#### Consigna 1:
Escribe literalmente el pasaje del texto sobre el capitalismo que empieza en las palabras "Y sin embargo, las" y se detiene después de "estados hoy existentes.".
#### Consigna 2:
Prosigue el texto sobre el capitalismo a partir de su última oración.

#### Documento fuente:
* * * * * * *

Nadie sabe si un nuevo
sistema alternativo al capitalismo podría triunfar en el futuro. En todo caso,
las fuerzas socialistas –o genéricamente anticapitalistas– son indudablemente
débiles en la actualidad. Por ello, desde el estricto punto de vista del
análisis de situación, el no contar con la probabilidad de una opción por fuera
de la sociedad burguesa no podría ser intelectualmente reprochable, por aquello
del pesimismo
de la inteligencia –o de la realidad– que
reclamaban Gramsci y Mariátegui. Sin
embargo, la eliminación de una alternativa anticapitalista del horizonte de lo
posible –o lo inmediato– ha contribuido a que, quienes asumen esa conclusión,
caigan con suma facilidad en errados análisis y discutibles diagnósticos. Desde
luego que aquellas personas que consideren poco probable una alternativa
socialista, una quimera perimida del siglo
XX corto, no tienen por qué embellecer formas específicas del
capitalismo, ni se hallan condenadas a brindar explicaciones poco consistentes
de los procesos actuales. Sin embargo, es esto lo usual en el panorama
intelectual contemporáneo.
Y sin embargo, las agudas contradicciones del capitalismo
se hallan en la base de todo cuanto está aconteciendo en el mundo en estas
últimas décadas. La inviabilidad de un crecimiento económico infinito en un
planeta finito es algo evidente. Esta imposibilidad lógica tiene ya
manifestación empírica: los desastres ecológicos de toda índole. Pero el
compromiso con un régimen social fundado en el imperativo del progreso material
indefinido es la piedra basal de todos los estados hoy existentes.

* * * * * * *

#### Entradas de datos guardadas:
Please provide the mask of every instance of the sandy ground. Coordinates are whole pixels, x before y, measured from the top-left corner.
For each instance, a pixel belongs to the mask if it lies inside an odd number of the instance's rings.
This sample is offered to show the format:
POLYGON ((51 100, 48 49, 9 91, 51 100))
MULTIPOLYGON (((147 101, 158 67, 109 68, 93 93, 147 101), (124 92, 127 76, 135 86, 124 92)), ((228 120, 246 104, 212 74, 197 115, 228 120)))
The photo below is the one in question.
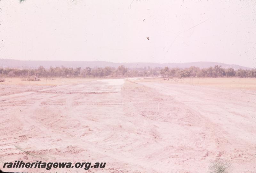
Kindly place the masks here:
POLYGON ((19 160, 107 162, 86 171, 4 170, 205 173, 220 158, 233 173, 256 172, 253 87, 148 79, 0 86, 0 168, 19 160))

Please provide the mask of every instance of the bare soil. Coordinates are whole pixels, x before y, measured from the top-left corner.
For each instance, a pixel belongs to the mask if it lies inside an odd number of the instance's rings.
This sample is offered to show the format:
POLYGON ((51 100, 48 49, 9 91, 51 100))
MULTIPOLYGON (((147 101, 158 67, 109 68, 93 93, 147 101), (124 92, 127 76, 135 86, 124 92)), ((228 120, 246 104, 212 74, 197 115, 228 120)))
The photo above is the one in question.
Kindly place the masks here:
POLYGON ((254 88, 171 81, 1 84, 0 165, 102 162, 105 168, 86 171, 203 173, 220 158, 231 163, 233 173, 255 172, 254 88))

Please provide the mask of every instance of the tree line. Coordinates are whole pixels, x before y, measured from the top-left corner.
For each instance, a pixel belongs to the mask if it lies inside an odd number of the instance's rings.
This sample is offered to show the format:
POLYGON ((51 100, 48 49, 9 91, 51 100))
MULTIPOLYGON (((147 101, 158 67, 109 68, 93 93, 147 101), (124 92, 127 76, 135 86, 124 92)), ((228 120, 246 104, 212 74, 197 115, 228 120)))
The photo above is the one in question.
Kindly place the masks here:
POLYGON ((110 67, 82 69, 51 67, 49 69, 40 66, 37 69, 20 69, 10 68, 0 68, 0 76, 3 77, 60 77, 107 78, 129 77, 161 76, 164 78, 173 77, 236 77, 242 78, 256 78, 256 68, 250 69, 239 69, 235 70, 233 68, 225 69, 221 66, 200 68, 192 66, 189 68, 180 68, 150 67, 140 68, 128 68, 123 65, 116 68, 110 67))

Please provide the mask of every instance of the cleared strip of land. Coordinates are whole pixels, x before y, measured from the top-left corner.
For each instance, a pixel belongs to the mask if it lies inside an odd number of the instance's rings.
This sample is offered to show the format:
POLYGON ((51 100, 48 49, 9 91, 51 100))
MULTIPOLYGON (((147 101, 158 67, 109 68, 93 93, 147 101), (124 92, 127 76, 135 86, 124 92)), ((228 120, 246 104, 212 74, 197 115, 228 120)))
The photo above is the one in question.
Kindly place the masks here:
POLYGON ((225 79, 81 79, 28 90, 31 85, 0 85, 1 161, 185 173, 205 173, 220 158, 233 172, 254 172, 255 80, 225 79))

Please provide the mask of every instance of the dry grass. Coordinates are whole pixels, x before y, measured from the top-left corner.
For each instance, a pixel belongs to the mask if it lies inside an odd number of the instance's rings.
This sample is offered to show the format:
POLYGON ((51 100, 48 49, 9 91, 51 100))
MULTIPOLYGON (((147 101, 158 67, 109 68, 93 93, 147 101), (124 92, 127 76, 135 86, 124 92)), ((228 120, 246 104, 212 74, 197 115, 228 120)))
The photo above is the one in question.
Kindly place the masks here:
POLYGON ((49 85, 58 86, 68 84, 79 83, 80 83, 93 81, 98 79, 84 78, 48 78, 46 81, 46 78, 40 78, 39 81, 30 81, 22 80, 21 78, 5 78, 5 80, 0 83, 0 85, 49 85))
POLYGON ((162 78, 145 78, 145 81, 210 86, 227 89, 256 90, 256 79, 252 78, 186 78, 164 80, 162 78))

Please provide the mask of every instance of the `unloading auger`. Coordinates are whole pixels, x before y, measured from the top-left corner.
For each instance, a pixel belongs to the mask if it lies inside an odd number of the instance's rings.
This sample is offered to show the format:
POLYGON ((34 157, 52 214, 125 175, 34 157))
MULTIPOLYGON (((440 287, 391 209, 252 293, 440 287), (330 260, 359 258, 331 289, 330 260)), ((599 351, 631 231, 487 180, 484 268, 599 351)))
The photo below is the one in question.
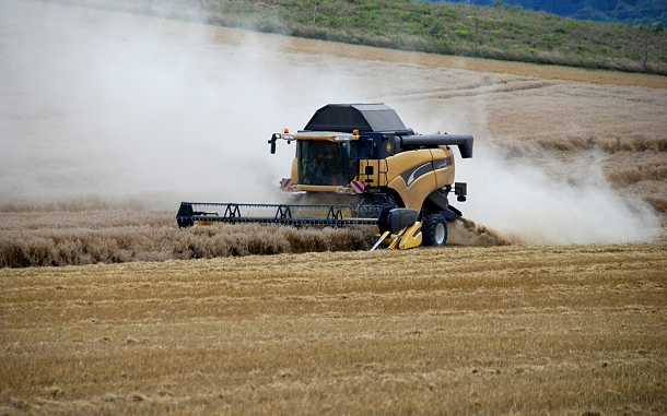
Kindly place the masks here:
POLYGON ((329 104, 303 130, 273 133, 295 142, 292 173, 280 186, 294 204, 182 202, 179 227, 222 223, 288 226, 376 226, 377 241, 390 249, 444 246, 447 222, 461 216, 449 205, 467 198, 467 185, 454 182, 456 145, 472 157, 470 134, 417 134, 384 104, 329 104))

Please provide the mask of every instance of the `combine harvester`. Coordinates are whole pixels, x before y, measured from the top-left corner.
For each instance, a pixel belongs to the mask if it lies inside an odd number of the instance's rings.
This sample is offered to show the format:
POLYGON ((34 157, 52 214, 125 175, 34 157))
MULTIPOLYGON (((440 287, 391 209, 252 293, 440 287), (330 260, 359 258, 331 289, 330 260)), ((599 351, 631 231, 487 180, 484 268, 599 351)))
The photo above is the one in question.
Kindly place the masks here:
POLYGON ((454 192, 466 201, 467 186, 454 182, 454 153, 472 157, 470 134, 417 134, 384 104, 329 104, 297 133, 271 135, 296 142, 292 175, 281 181, 289 204, 182 202, 179 227, 223 223, 291 226, 377 226, 389 249, 444 246, 447 222, 461 216, 449 205, 454 192))

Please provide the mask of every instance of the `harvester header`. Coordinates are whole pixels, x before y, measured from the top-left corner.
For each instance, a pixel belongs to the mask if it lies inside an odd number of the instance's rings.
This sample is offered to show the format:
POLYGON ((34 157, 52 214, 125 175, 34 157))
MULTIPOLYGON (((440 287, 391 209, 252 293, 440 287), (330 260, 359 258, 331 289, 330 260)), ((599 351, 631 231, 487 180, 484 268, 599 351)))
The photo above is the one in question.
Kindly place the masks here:
POLYGON ((179 226, 211 222, 255 222, 292 226, 376 225, 377 247, 444 246, 447 222, 461 216, 449 205, 454 193, 454 154, 472 157, 470 134, 418 134, 384 104, 329 104, 303 130, 273 133, 269 143, 296 142, 291 175, 281 189, 292 204, 183 202, 179 226), (222 211, 222 214, 221 214, 222 211))

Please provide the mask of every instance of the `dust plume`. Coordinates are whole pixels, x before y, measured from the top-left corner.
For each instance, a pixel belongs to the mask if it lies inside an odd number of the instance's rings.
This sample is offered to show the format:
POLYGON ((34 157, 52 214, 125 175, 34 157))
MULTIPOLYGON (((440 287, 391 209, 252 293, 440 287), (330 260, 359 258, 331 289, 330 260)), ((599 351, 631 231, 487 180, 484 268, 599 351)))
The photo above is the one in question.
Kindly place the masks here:
MULTIPOLYGON (((459 163, 459 180, 473 192, 466 216, 504 238, 529 243, 648 241, 660 223, 637 197, 615 190, 602 171, 605 154, 578 152, 564 159, 547 152, 479 141, 476 159, 459 163), (481 142, 481 143, 479 143, 481 142)), ((530 146, 527 146, 530 147, 530 146)))
POLYGON ((270 134, 351 99, 354 83, 324 61, 291 64, 280 36, 192 19, 3 1, 0 200, 279 198, 294 147, 270 155, 270 134))

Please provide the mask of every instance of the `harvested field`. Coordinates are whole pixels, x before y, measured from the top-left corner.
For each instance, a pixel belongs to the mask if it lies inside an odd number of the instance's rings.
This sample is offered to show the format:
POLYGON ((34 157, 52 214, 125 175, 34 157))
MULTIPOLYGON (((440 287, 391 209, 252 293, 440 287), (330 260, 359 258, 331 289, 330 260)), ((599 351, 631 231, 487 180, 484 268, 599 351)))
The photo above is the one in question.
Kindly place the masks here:
POLYGON ((667 413, 666 78, 32 1, 0 27, 0 415, 667 413), (335 102, 475 134, 449 247, 176 227, 278 202, 266 139, 335 102))
POLYGON ((667 245, 0 270, 2 414, 667 412, 667 245))

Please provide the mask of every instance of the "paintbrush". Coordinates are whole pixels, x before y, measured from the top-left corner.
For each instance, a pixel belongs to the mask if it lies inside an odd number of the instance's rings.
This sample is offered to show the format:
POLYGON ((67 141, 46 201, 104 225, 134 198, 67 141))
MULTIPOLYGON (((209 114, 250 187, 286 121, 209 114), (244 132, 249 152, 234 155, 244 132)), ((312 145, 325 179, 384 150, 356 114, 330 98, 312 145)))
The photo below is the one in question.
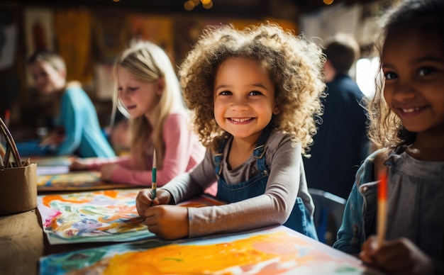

* * * * * * *

#### Respuesta 1:
Y sin embargo, las agudas contradicciones del capitalismo
se hallan en la base de todo cuanto está aconteciendo en el mundo en estas
últimas décadas. La inviabilidad de un crecimiento económico infinito en un
planeta finito es algo evidente. Esta imposibilidad lógica tiene ya
manifestación empírica: los desastres ecológicos de toda índole. Pero el
compromiso con un régimen social fundado en el imperativo del progreso material
indefinido es la piedra basal de todos los estados hoy existentes.

#### Respuesta 2:
No es de extrañar
entonces que, en el discurso público mayoritario, a un lado y otro de las
fronteras ideológicas internas del capital (conservadores y progresistas,
liberales y populistas, ortodoxos pro-mercado y heterodoxos estatistas), se
omita o minimice la vinculación de la pandemia actual con la problemática
ambiental, se hable lo menos posible de la relación del capitalismo con esta
última, y se contraponga burdamente salud y economía. Por
lo mismo, tampoco es de extrañar que, en la polarizada Argentina de la grieta,
la política del ASPO dispuesta por el gobierno nacional peronista sea
apoyada –y replicada con celo a nivel local– por las tres provincias
radicales (Mendoza, Jujuy y Corrientes), y también por CABA, controlada por
el macrismo, las cuatro jurisdicciones opositoras de centroderecha.
Las diferencias
regionales expuestas en el presente texto –algo que estalla en la cara de
cualquiera que mire los datos– son sistemáticamente ignoradas. El abordaje
típico se concentra en un nivel político superficial, ignorando
pertinazmente tanto los fenómenos estructurales de larga duración, como la
posibilidad agencial de cambiar las estructuras socioeconómicas: posibilidad
siempre abierta, aunque con disímiles circunstancias y grados de factibilidad.
En consecuencia, lo que predominan son flacos análisis. Flacos porque deben
omitir datos obvios (como las escandalosas diferencias regionales), descartar
preguntas reveladoras (¿por qué, por ej., hay tanta alarma con el COVID-19, cuya
tasa de mortalidad se halla muy lejos de las de la desnutrición, el cólera, o el
paludismo?) y evitar el cruce de variables o dimensiones (como ecología y
capitalismo).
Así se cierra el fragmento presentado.